TASK DIRECTIONS →
Start with the first line of the records below. Output each line exactly, ending with the one that contains "point_to reports the position of each instance of the street".
Segment Start: DATA RECORDS
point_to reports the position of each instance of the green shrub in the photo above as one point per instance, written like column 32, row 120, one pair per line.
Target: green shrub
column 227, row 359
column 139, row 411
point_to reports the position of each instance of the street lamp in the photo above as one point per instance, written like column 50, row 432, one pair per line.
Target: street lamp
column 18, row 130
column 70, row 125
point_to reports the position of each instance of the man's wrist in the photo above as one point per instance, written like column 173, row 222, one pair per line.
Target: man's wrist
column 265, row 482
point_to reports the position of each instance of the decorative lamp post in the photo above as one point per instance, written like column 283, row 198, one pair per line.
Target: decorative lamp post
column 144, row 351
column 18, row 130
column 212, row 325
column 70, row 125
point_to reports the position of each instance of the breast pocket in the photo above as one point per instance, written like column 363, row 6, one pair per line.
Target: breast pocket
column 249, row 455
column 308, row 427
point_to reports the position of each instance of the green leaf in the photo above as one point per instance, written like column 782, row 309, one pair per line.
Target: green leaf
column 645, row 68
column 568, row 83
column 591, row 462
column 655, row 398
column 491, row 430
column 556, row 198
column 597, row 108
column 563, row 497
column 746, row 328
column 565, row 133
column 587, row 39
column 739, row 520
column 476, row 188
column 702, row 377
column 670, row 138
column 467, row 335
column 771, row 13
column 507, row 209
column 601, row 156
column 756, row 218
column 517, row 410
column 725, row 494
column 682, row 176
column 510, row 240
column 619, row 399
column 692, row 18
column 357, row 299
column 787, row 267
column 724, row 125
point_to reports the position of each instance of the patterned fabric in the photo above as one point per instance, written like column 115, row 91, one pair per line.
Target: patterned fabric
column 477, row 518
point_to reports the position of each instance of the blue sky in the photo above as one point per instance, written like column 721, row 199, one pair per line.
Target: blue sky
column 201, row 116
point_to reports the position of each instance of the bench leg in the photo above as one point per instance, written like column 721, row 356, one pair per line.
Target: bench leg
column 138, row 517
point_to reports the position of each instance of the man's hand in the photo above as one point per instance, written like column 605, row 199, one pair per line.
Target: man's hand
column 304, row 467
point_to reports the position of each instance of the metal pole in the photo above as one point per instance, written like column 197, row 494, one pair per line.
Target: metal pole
Segment End: DATA RECORDS
ANSWER TO THIS TASK →
point_to reports the position of each instance of the green shrub in the photo above as one point per instance, written like column 32, row 120, one pair per line.
Target: green shrub
column 227, row 359
column 139, row 411
point_to reports the position of each instance of the street lamp in the photo above as one point per instance, written like column 50, row 432, one pair per line.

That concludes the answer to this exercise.